— The request —
Repeat the lines that follow, leaving nothing out.

— Input rows —
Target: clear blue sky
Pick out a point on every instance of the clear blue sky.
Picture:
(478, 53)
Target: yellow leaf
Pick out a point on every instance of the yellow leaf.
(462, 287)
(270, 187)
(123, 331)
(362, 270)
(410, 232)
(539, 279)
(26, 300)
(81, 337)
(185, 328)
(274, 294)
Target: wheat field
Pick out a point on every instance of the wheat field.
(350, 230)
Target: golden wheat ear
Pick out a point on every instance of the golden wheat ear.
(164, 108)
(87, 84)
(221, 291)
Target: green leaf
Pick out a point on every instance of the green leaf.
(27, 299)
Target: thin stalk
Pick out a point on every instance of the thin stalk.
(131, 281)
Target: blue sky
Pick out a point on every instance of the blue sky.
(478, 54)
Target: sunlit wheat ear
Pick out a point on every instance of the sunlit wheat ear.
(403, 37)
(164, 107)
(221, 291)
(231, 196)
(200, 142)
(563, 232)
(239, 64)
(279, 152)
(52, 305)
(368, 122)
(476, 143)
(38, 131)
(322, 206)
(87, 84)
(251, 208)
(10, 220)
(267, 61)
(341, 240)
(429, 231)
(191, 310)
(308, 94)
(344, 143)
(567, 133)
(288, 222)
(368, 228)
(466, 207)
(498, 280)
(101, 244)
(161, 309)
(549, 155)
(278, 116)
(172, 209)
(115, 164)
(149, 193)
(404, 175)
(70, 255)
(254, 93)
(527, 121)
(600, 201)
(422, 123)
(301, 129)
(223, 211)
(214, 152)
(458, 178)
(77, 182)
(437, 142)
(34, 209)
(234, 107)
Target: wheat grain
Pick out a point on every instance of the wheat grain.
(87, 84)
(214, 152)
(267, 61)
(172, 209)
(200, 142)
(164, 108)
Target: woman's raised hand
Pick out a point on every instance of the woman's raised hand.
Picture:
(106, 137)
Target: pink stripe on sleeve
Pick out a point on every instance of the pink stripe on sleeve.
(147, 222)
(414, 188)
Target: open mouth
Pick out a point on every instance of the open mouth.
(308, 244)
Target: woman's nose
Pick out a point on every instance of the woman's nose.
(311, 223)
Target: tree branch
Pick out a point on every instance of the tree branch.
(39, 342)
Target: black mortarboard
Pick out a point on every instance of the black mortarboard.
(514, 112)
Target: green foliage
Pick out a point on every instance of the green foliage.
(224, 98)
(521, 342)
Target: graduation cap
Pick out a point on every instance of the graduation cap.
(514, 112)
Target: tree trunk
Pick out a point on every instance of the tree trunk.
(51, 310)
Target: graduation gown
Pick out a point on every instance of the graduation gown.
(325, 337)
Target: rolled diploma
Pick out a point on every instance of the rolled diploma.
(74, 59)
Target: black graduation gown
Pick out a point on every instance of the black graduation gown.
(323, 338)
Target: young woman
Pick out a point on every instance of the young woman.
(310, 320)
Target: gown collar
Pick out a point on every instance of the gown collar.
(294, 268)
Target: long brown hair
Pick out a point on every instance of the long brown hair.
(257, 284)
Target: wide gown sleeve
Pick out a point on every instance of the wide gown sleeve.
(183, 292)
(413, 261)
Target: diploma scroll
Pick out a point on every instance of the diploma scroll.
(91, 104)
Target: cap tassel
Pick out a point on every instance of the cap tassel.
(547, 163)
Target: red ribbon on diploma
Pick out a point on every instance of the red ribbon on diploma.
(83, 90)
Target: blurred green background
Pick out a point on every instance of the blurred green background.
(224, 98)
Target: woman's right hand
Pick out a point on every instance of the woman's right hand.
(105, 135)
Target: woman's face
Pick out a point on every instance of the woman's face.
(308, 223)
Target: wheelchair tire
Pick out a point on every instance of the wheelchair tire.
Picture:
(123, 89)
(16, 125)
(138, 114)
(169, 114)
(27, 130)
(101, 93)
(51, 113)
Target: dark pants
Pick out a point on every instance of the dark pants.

— The result —
Target: clear blue sky
Pick out a point on every instance of the clear blue sky.
Picture:
(478, 53)
Target: yellow leaf
Pick out a point on every instance of the yellow leaf.
(462, 287)
(270, 187)
(123, 331)
(362, 270)
(410, 232)
(539, 279)
(26, 300)
(81, 337)
(185, 328)
(274, 294)
Target: wheat field
Pick out a point on every instance of the wheat field.
(350, 230)
Target: golden wheat ear
Pick out a point on every instance of the golden wheat ear.
(164, 108)
(87, 84)
(221, 291)
Target: green leaf
Pick out a point on every instance of the green leaf.
(27, 299)
Target: thin stalk
Pick out a point on every instance of the thin stalk.
(131, 281)
Target: blue sky
Pick out a point on every instance of the blue sky.
(478, 54)
Target: sunlit wheat ear
Pick out a point on every instance of the sunlit wheat ear.
(403, 37)
(164, 107)
(221, 291)
(231, 196)
(200, 142)
(563, 232)
(239, 64)
(279, 152)
(52, 305)
(368, 122)
(476, 143)
(38, 131)
(322, 206)
(87, 84)
(251, 208)
(10, 220)
(267, 61)
(341, 240)
(429, 231)
(191, 310)
(308, 94)
(344, 143)
(567, 133)
(288, 222)
(368, 228)
(466, 207)
(498, 280)
(101, 244)
(161, 309)
(549, 155)
(278, 116)
(172, 209)
(115, 164)
(149, 193)
(404, 175)
(70, 255)
(254, 93)
(527, 121)
(600, 201)
(422, 123)
(301, 129)
(223, 211)
(214, 152)
(458, 178)
(77, 182)
(437, 142)
(34, 209)
(234, 107)
Target: wheat grain
Pick out a point on every instance of the wheat grain.
(87, 84)
(214, 152)
(267, 61)
(172, 209)
(200, 142)
(164, 108)
Target: woman's raised hand
Pick out a point on every instance of the woman's raised hand.
Picture:
(106, 137)
Target: pink stripe on sleeve
Pick out a point on every instance of the pink stripe on sleeve.
(147, 222)
(414, 188)
Target: open mouth
Pick out a point on every instance of the open mouth.
(308, 244)
Target: woman's nose
Pick out a point on every instance of the woman's nose.
(311, 223)
Target: tree branch
Pick out a point on every instance of the tree branch.
(39, 342)
Target: black mortarboard
Pick out a point on every instance of the black mortarboard.
(514, 112)
Target: green foliage
Pick out a point on every instance of the green foliage.
(224, 98)
(521, 342)
Target: graduation cap
Pick out a point on every instance of the graduation cap.
(514, 112)
Target: tree trunk
Pick out a point on every instance of the tree trunk.
(51, 310)
Target: graduation gown
Pick out a point on every instance of the graduation gown.
(325, 337)
Target: rolled diploma
Pick out a point on every instance of the rolled diploma.
(74, 59)
Target: black graduation gown
Pick out a point on every instance of the black graduation gown.
(323, 338)
Target: young woman
Pick out a point on every instance of the young woman.
(310, 320)
Target: gown collar
Pick out a point on every instance of the gown collar.
(294, 268)
Target: long brown hair
Pick out a point on every instance of the long brown hair.
(257, 284)
Target: wide gown sleeve
Pick out a point on every instance of the wide gown sleeve.
(183, 292)
(413, 261)
Target: diploma scroll
Pick out a point on every instance of the diploma scroll.
(91, 104)
Target: cap tassel
Pick out a point on every instance of the cap tassel.
(547, 163)
Target: red ribbon on diploma
Pick out a point on every instance of the red ribbon on diploma.
(83, 90)
Target: blurred green background
Pick out a point on every instance of the blurred green background.
(224, 98)
Target: woman's right hand
Pick out a point on every instance of the woman's right hand.
(105, 135)
Target: woman's face
Pick out a point on every instance of the woman's face.
(308, 223)
Target: wheelchair tire
Pick out a point on every instance of the wheelchair tire.
Picture:
(123, 89)
(16, 125)
(138, 114)
(169, 114)
(27, 130)
(101, 93)
(51, 113)
Target: dark pants
Pick out a point on every instance of the dark pants.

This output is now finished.